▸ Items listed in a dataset
---+---

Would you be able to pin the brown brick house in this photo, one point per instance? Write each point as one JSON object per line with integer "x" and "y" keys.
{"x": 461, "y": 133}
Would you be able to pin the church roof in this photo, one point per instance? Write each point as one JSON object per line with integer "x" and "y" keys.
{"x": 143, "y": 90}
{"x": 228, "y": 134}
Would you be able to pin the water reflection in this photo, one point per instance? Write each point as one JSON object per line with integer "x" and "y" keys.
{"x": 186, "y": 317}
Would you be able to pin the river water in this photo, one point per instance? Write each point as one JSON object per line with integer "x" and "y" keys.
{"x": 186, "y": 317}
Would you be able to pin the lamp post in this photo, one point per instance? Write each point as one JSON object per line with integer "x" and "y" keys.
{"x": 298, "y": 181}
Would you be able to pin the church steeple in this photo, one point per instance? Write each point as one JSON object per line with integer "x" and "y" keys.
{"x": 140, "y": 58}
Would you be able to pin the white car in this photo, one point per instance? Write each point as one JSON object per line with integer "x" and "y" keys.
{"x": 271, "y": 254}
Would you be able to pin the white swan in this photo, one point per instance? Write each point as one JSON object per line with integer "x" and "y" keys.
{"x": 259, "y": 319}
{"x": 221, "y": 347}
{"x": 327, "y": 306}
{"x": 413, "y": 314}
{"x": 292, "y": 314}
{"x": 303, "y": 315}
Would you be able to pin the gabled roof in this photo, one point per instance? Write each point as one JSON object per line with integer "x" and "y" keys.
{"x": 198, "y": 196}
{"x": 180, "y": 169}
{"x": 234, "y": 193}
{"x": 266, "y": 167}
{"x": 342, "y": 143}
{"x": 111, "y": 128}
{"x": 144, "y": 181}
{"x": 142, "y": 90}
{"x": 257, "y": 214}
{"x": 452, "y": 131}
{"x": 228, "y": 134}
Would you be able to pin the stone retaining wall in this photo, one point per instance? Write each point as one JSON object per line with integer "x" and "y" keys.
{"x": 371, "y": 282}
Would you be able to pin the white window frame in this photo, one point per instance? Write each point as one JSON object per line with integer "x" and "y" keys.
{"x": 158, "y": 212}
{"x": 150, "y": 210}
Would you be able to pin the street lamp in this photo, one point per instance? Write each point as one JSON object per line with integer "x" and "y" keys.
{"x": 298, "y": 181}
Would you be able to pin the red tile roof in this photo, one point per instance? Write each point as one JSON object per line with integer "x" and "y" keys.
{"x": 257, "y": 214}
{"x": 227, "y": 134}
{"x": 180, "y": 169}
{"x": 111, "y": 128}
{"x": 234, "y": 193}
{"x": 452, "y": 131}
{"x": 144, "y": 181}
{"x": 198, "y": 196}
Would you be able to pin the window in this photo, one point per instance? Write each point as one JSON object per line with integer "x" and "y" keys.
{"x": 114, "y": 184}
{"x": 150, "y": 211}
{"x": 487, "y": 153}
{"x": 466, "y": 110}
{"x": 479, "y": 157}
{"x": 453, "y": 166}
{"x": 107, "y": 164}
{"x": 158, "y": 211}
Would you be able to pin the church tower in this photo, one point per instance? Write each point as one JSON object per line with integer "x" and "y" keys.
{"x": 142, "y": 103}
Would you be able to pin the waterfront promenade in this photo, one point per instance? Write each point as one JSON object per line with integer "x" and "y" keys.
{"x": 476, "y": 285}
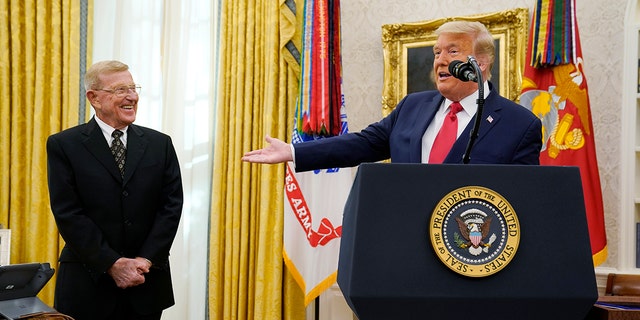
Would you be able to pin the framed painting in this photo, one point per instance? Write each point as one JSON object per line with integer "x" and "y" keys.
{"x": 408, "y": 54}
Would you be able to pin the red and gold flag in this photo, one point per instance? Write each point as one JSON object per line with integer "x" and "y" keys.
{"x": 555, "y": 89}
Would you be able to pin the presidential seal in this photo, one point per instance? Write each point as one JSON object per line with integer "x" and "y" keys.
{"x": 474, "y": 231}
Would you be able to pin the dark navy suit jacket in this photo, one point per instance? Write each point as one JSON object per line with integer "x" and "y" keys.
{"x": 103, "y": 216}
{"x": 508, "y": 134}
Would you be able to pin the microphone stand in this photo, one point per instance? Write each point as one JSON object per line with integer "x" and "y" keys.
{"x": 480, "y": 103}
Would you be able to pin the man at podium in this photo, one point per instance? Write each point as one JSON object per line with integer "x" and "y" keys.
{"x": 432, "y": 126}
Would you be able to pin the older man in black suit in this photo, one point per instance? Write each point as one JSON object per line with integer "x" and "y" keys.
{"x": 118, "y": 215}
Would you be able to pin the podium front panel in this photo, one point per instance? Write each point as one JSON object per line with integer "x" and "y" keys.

---+---

▸ What to do
Restate the records above word for word, without the pictures.

▸ Response to this exercise
Would you be able to pin the brown brick house in this photo, one point per instance? Write each point as one JSON object per line with integer "x" and "y" keys.
{"x": 461, "y": 133}
Would you be able to pin the church roof in this photo, one point per instance? Write each point as one JSON object per line with integer "x" and "y" keys.
{"x": 143, "y": 90}
{"x": 228, "y": 134}
Would you be able to pin the water reflection in this photo, one point per instance? Write each point as one JSON object per line with integer "x" and "y" keys.
{"x": 186, "y": 317}
Would you be able to pin the river water in this photo, one point per instance? Write each point as one JSON object per line with integer "x" and "y" keys.
{"x": 186, "y": 317}
Would you be able to pin the lamp post in this photo, one point per instance? Write each point as one JSON object per line with integer "x" and "y" keys.
{"x": 298, "y": 181}
Would you be able to pin the church steeple in this photo, one point per instance? Write each point as one JSON object per line with integer "x" and "y" keys.
{"x": 140, "y": 58}
Would you be able to pin the white car in this photo, one point per instance? Write each point as one JSON object per line with integer "x" and "y" keys.
{"x": 271, "y": 254}
Would you be able to pin the white swan in this photo, one point per instance? Write each point as one JSON object per line with integer "x" and "y" keys.
{"x": 259, "y": 319}
{"x": 221, "y": 347}
{"x": 327, "y": 306}
{"x": 413, "y": 314}
{"x": 292, "y": 314}
{"x": 303, "y": 315}
Would you be able to pin the gabled roof in this photo, one point per instance? Write each point as one JSON object per line with integer "x" and "y" keys.
{"x": 198, "y": 196}
{"x": 180, "y": 169}
{"x": 234, "y": 193}
{"x": 266, "y": 167}
{"x": 342, "y": 143}
{"x": 111, "y": 128}
{"x": 144, "y": 181}
{"x": 142, "y": 90}
{"x": 257, "y": 214}
{"x": 452, "y": 131}
{"x": 228, "y": 134}
Would you be able to pin the stone retaining wall in this photo, one point per instance? Write each point as one JSON object per line with integer "x" and "y" keys.
{"x": 371, "y": 282}
Would you be able to pin the white window frame in this photo, one point per instance? Write each point as one JSON object per line with integer "x" and "y" keys.
{"x": 158, "y": 212}
{"x": 150, "y": 210}
Would you be able to pin the street lamp in this photo, one point per instance? Write each point as one JSON object per line with integer "x" and "y" keys.
{"x": 298, "y": 181}
Would you be able to pin the red tile roof in this photo, one point per instance? Write each point as one JSON object per line with integer "x" and "y" keys.
{"x": 257, "y": 214}
{"x": 227, "y": 134}
{"x": 180, "y": 169}
{"x": 111, "y": 128}
{"x": 234, "y": 193}
{"x": 452, "y": 131}
{"x": 144, "y": 181}
{"x": 198, "y": 196}
Would you be able to pin the window in this photo, one point per instance? Write each point as one JSON object per line with integer "x" and "y" keys.
{"x": 114, "y": 184}
{"x": 150, "y": 211}
{"x": 487, "y": 153}
{"x": 466, "y": 110}
{"x": 479, "y": 157}
{"x": 453, "y": 166}
{"x": 107, "y": 164}
{"x": 158, "y": 211}
Would you be able to pin the church tower in this photo, one point per instance? Write each point as one JSON object per line with integer "x" and "y" keys.
{"x": 142, "y": 103}
Would you be able to pin the waterfront promenade in this photo, one point per instance? Write each point as one JSON object per line with integer "x" and "y" keys.
{"x": 476, "y": 285}
Would you be able to pin the framed painting in this photo, one point per instance? Write each point as one JSON object per line with integer "x" and "y" keys.
{"x": 408, "y": 54}
Would you be able to pin the red and gold flag in this photo, one point per instance? Write each point as one JSON object per line with integer "x" and "y" keys.
{"x": 555, "y": 89}
Would you be able to pin the presidential seal in this photo, one point per instance? Write each point as one JSON object per line with integer "x" and "y" keys.
{"x": 474, "y": 231}
Would you be able to pin the dark navy suit jacket in this photo, one point per instance? Write each point as one JSON object per line with integer "x" and "y" keys.
{"x": 103, "y": 216}
{"x": 508, "y": 134}
Would you be able to pin the microphone stand in this photo, one point per instance? Write each point as one JSON object per line with integer "x" and "y" keys.
{"x": 480, "y": 103}
Would you be able to pin the man at podium in this photo, one point per instance? Write each point as one JSON object per line with integer "x" and "y" keys.
{"x": 432, "y": 126}
Would you be able to pin the older man in black suit in this photo, one point per instance? Write each point as one JSON object per line with integer "x" and "y" keys.
{"x": 118, "y": 215}
Would you be able to pin the podium front panel in this photo, one point per instance? Write each point as one JSON object per line with integer "x" and "y" keys.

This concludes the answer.